• **REQUIRED ACTION**: Return all of the entries below line for line, without any changes. Leave the pictures out of your answer.

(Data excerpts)
%%
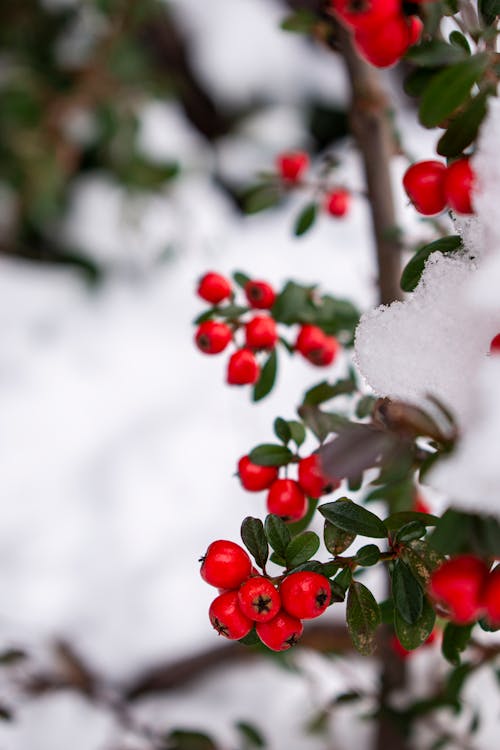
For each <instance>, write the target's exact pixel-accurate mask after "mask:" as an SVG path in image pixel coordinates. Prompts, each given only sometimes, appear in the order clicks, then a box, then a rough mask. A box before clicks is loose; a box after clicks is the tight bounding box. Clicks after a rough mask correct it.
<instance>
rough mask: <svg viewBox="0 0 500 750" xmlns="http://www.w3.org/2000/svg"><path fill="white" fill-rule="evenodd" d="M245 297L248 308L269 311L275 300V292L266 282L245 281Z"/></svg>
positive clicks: (271, 306)
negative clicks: (248, 305) (252, 308)
mask: <svg viewBox="0 0 500 750" xmlns="http://www.w3.org/2000/svg"><path fill="white" fill-rule="evenodd" d="M245 295H246V298H247V300H248V304H249V305H250V307H253V308H255V309H256V310H270V309H271V307H272V306H273V305H274V301H275V299H276V292H275V291H274V289H273V288H272V286H270V284H268V283H267V282H266V281H247V283H246V284H245Z"/></svg>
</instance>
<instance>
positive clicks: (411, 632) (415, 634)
mask: <svg viewBox="0 0 500 750" xmlns="http://www.w3.org/2000/svg"><path fill="white" fill-rule="evenodd" d="M435 622H436V613H435V612H434V610H433V609H432V607H431V605H430V604H429V602H428V601H427V599H424V604H423V608H422V614H421V615H420V617H419V618H418V619H417V620H416V622H414V623H413V625H409V624H408V623H407V622H406V621H405V620H404V619H403V618H402V617H401V614H400V613H399V611H398V610H395V612H394V628H395V630H396V635H397V637H398V640H399V642H400V643H401V645H402V646H403V648H405V649H406V650H407V651H413V649H415V648H418V647H419V646H421V645H422V643H425V641H426V640H427V638H428V637H429V636H430V634H431V633H432V630H433V628H434V623H435Z"/></svg>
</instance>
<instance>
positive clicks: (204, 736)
mask: <svg viewBox="0 0 500 750" xmlns="http://www.w3.org/2000/svg"><path fill="white" fill-rule="evenodd" d="M167 742H168V748H169V750H217V745H216V744H215V743H214V742H213V740H212V739H211V738H210V737H209V736H208V734H204V733H202V732H191V731H185V730H184V729H174V730H173V731H172V732H170V733H169V734H168V737H167Z"/></svg>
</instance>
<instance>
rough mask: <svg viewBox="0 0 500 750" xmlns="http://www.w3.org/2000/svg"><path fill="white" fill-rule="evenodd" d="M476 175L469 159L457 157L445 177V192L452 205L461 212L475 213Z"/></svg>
mask: <svg viewBox="0 0 500 750" xmlns="http://www.w3.org/2000/svg"><path fill="white" fill-rule="evenodd" d="M474 179H475V175H474V172H473V171H472V167H471V165H470V163H469V159H467V158H464V159H457V161H454V162H453V164H450V166H449V167H448V169H447V170H446V174H445V178H444V192H445V195H446V199H447V201H448V203H449V204H450V207H451V208H452V209H453V210H454V211H457V213H459V214H473V213H474V209H473V208H472V189H473V187H474Z"/></svg>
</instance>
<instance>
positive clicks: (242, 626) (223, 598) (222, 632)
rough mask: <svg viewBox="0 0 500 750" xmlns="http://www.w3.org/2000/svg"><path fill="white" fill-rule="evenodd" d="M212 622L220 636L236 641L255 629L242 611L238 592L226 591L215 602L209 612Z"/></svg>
mask: <svg viewBox="0 0 500 750" xmlns="http://www.w3.org/2000/svg"><path fill="white" fill-rule="evenodd" d="M208 616H209V617H210V622H211V623H212V626H213V627H214V628H215V630H216V631H217V632H218V634H219V635H223V636H224V638H229V640H230V641H236V640H238V639H239V638H244V637H245V636H246V635H248V633H249V632H250V631H251V629H252V628H253V622H252V620H250V618H249V617H247V616H246V615H245V614H243V612H242V611H241V609H240V607H239V603H238V592H237V591H225V592H224V593H223V594H220V596H218V597H217V598H216V599H214V600H213V602H212V604H211V605H210V608H209V610H208Z"/></svg>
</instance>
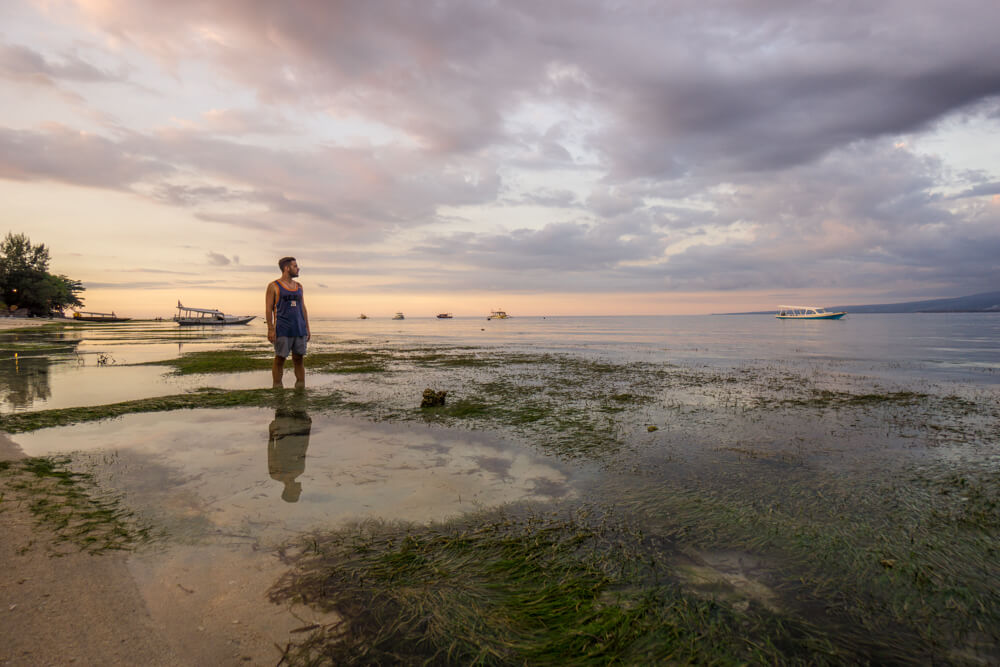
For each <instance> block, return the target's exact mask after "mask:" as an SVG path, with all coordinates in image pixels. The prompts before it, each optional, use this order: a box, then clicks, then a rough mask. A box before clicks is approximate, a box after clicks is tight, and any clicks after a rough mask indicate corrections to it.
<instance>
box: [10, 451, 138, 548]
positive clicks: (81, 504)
mask: <svg viewBox="0 0 1000 667" xmlns="http://www.w3.org/2000/svg"><path fill="white" fill-rule="evenodd" d="M70 463H71V461H70V459H69V458H68V457H38V458H28V459H19V460H16V461H3V462H0V482H2V486H0V489H3V490H4V491H5V492H3V493H0V514H2V512H3V510H4V507H5V505H10V504H12V503H18V504H21V505H23V506H25V507H27V509H28V511H29V512H30V513H31V514H32V516H33V517H34V518H35V520H36V522H37V523H38V524H39V525H40V526H44V527H46V528H48V529H49V530H51V531H52V532H53V534H54V536H55V541H54V545H55V547H56V548H57V550H56V551H54V552H53V553H52V555H55V556H59V555H63V554H64V553H66V551H65V550H63V549H62V547H65V548H66V549H76V550H79V551H86V552H89V553H101V552H105V551H123V550H131V549H134V548H135V547H136V546H138V545H140V544H142V543H145V542H149V541H150V540H152V539H153V538H154V537H155V531H154V529H153V527H152V525H151V524H149V523H147V522H144V521H142V520H141V519H139V518H138V517H137V516H136V515H135V514H134V513H133V512H132V511H131V510H129V509H128V508H127V507H126V506H125V504H124V502H123V501H122V498H121V497H120V496H118V495H114V494H107V493H102V492H101V491H100V489H99V488H98V487H97V484H96V483H95V482H94V479H93V477H92V476H91V475H90V474H88V473H82V472H76V471H74V470H72V469H71V468H70Z"/></svg>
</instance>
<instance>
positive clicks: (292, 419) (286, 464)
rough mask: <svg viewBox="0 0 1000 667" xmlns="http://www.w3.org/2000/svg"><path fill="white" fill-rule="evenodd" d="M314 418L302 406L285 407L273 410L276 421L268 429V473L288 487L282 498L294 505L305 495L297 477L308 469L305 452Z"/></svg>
mask: <svg viewBox="0 0 1000 667" xmlns="http://www.w3.org/2000/svg"><path fill="white" fill-rule="evenodd" d="M311 430H312V419H310V418H309V415H308V414H307V413H306V411H305V408H304V407H303V406H301V405H300V406H291V407H289V406H286V405H284V402H282V405H280V406H278V408H277V409H276V410H275V411H274V421H272V422H271V425H270V426H268V428H267V432H268V440H267V471H268V473H270V475H271V478H272V479H276V480H277V481H279V482H281V483H282V484H284V485H285V489H284V490H283V491H282V492H281V499H282V500H284V501H286V502H289V503H294V502H297V501H298V499H299V496H300V495H301V494H302V484H301V483H300V482H296V481H295V478H296V477H298V476H299V475H301V474H302V473H303V472H305V470H306V449H308V448H309V431H311Z"/></svg>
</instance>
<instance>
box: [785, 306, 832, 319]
mask: <svg viewBox="0 0 1000 667" xmlns="http://www.w3.org/2000/svg"><path fill="white" fill-rule="evenodd" d="M846 314H847V313H846V312H839V313H828V312H826V310H824V309H823V308H814V307H813V306H778V314H777V315H775V317H777V318H778V319H779V320H839V319H840V318H841V317H843V316H844V315H846Z"/></svg>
%%
• **WRITTEN RESPONSE**:
For each <instance>, write the target's exact pixel-accurate mask after "mask:" as an SVG path in image pixel coordinates. Prompts, each given only sometimes, appear in the order clicks, then a box, then a rough mask. A box before clicks is loose; a box after clicks is the tight bounding box. Clicks after a rough mask correct it.
<instance>
rough mask: <svg viewBox="0 0 500 750" xmlns="http://www.w3.org/2000/svg"><path fill="white" fill-rule="evenodd" d="M245 297L248 308L269 311L275 300V292L266 282L245 281Z"/></svg>
positive clicks: (271, 306)
negative clicks: (248, 305) (252, 308)
mask: <svg viewBox="0 0 500 750" xmlns="http://www.w3.org/2000/svg"><path fill="white" fill-rule="evenodd" d="M245 295H246V298H247V300H248V304H249V305H250V307H253V308H255V309H256V310H270V309H271V307H272V306H273V305H274V301H275V299H276V292H275V291H274V289H273V288H272V286H270V284H268V283H267V282H266V281H247V283H246V284H245Z"/></svg>
</instance>
<instance>
positive clicks: (411, 632) (415, 634)
mask: <svg viewBox="0 0 500 750" xmlns="http://www.w3.org/2000/svg"><path fill="white" fill-rule="evenodd" d="M435 622H436V613H435V612H434V610H433V609H432V607H431V605H430V604H429V602H428V601H427V599H424V604H423V608H422V614H421V615H420V617H419V618H418V619H417V620H416V622H414V623H413V625H409V624H408V623H407V622H406V621H405V620H404V619H403V618H402V617H401V614H400V613H399V611H398V610H395V612H394V628H395V630H396V635H397V637H398V640H399V642H400V643H401V645H402V646H403V648H405V649H406V650H407V651H413V649H415V648H418V647H419V646H421V645H422V643H425V641H426V640H427V638H428V637H429V636H430V634H431V633H432V630H433V628H434V623H435Z"/></svg>
</instance>
<instance>
positive clicks: (204, 736)
mask: <svg viewBox="0 0 500 750" xmlns="http://www.w3.org/2000/svg"><path fill="white" fill-rule="evenodd" d="M167 742H168V748H169V750H217V745H216V744H215V743H214V742H213V740H212V739H211V738H210V737H209V736H208V734H204V733H202V732H191V731H185V730H184V729H174V730H173V731H172V732H170V733H169V734H168V737H167Z"/></svg>
</instance>
<instance>
rough mask: <svg viewBox="0 0 500 750" xmlns="http://www.w3.org/2000/svg"><path fill="white" fill-rule="evenodd" d="M476 175L469 159L457 157L445 177V192L452 205L461 212L475 213Z"/></svg>
mask: <svg viewBox="0 0 500 750" xmlns="http://www.w3.org/2000/svg"><path fill="white" fill-rule="evenodd" d="M474 179H475V175H474V172H473V171H472V167H471V165H470V163H469V159H467V158H464V159H457V161H454V162H453V164H450V166H449V167H448V169H447V170H446V174H445V178H444V192H445V195H446V199H447V201H448V203H449V204H450V207H451V208H452V209H453V210H454V211H457V213H459V214H473V213H474V209H473V208H472V189H473V187H474Z"/></svg>
</instance>
<instance>
positive clicks: (242, 626) (223, 598) (222, 632)
rough mask: <svg viewBox="0 0 500 750" xmlns="http://www.w3.org/2000/svg"><path fill="white" fill-rule="evenodd" d="M212 622L220 636L236 641L255 629L242 611L238 592L226 591L215 602L209 612Z"/></svg>
mask: <svg viewBox="0 0 500 750" xmlns="http://www.w3.org/2000/svg"><path fill="white" fill-rule="evenodd" d="M208 616H209V617H210V622H211V623H212V626H213V627H214V628H215V630H216V631H217V632H218V634H219V635H223V636H224V638H229V640H230V641H236V640H238V639H239V638H244V637H245V636H246V635H248V633H249V632H250V631H251V629H252V628H253V622H252V620H250V618H249V617H247V616H246V615H245V614H243V612H242V611H241V609H240V607H239V603H238V592H237V591H225V592H224V593H223V594H220V596H218V597H217V598H216V599H214V600H213V602H212V604H211V605H210V608H209V610H208Z"/></svg>
</instance>
For each <instance> block, return the target's exact mask after "mask:" as an SVG path, with all coordinates in image pixels. The prompts before it, each optional, use this order: a box, then clicks, then a rough mask. A box before clicks is approximate, a box after clicks is tight, and any clicks after a rough mask indicate corrections to it.
<instance>
box: [10, 451, 138, 548]
positive clicks: (81, 504)
mask: <svg viewBox="0 0 1000 667" xmlns="http://www.w3.org/2000/svg"><path fill="white" fill-rule="evenodd" d="M70 463H71V461H70V459H69V458H68V457H38V458H28V459H19V460H16V461H3V462H0V482H2V486H0V489H3V490H4V491H5V492H3V493H0V514H2V512H3V510H4V507H5V505H10V504H12V503H18V504H21V505H23V506H25V507H27V509H28V511H29V512H30V513H31V514H32V516H33V517H34V518H35V520H36V522H37V523H38V524H39V525H40V526H44V527H46V528H48V529H49V530H51V531H52V532H53V534H54V536H55V541H54V545H55V547H56V548H57V550H56V551H54V552H53V553H52V555H55V556H59V555H63V554H64V553H66V551H65V550H63V549H62V547H65V548H66V549H76V550H79V551H86V552H89V553H101V552H105V551H123V550H131V549H134V548H135V547H136V546H138V545H140V544H142V543H145V542H149V541H150V540H152V539H153V538H154V537H155V531H154V529H153V527H152V525H151V524H149V523H147V522H144V521H142V520H141V519H139V518H138V517H137V516H136V515H135V514H134V513H133V512H132V511H131V510H129V509H128V508H127V507H126V506H125V504H124V502H123V501H122V498H121V497H120V496H118V495H114V494H107V493H102V492H101V491H100V489H99V488H98V487H97V484H96V483H95V482H94V479H93V477H92V476H91V475H90V474H88V473H82V472H76V471H74V470H72V469H71V468H70Z"/></svg>
</instance>
<instance>
positive clicks: (292, 419) (286, 464)
rough mask: <svg viewBox="0 0 1000 667" xmlns="http://www.w3.org/2000/svg"><path fill="white" fill-rule="evenodd" d="M314 418L302 406L285 407L273 410L276 421L268 429V473L288 487L282 498L294 505L305 495L297 477L308 469L305 452Z"/></svg>
mask: <svg viewBox="0 0 1000 667" xmlns="http://www.w3.org/2000/svg"><path fill="white" fill-rule="evenodd" d="M311 430H312V419H310V418H309V415H308V414H307V413H306V411H305V408H304V407H303V406H301V405H300V406H291V407H289V406H286V405H284V402H282V405H280V406H278V408H277V409H276V410H275V411H274V421H272V422H271V425H270V426H268V428H267V432H268V440H267V471H268V473H270V475H271V478H272V479H276V480H277V481H279V482H281V483H282V484H284V485H285V489H284V490H283V491H282V492H281V499H282V500H284V501H286V502H289V503H294V502H297V501H298V499H299V496H300V495H301V494H302V484H301V483H300V482H296V481H295V478H296V477H298V476H299V475H301V474H302V473H303V472H305V470H306V449H308V448H309V431H311Z"/></svg>
</instance>
<instance>
box: [785, 306, 832, 319]
mask: <svg viewBox="0 0 1000 667" xmlns="http://www.w3.org/2000/svg"><path fill="white" fill-rule="evenodd" d="M846 314H847V313H846V312H839V313H828V312H826V310H824V309H823V308H814V307H813V306H778V314H777V315H775V317H777V318H778V319H779V320H839V319H840V318H841V317H843V316H844V315H846Z"/></svg>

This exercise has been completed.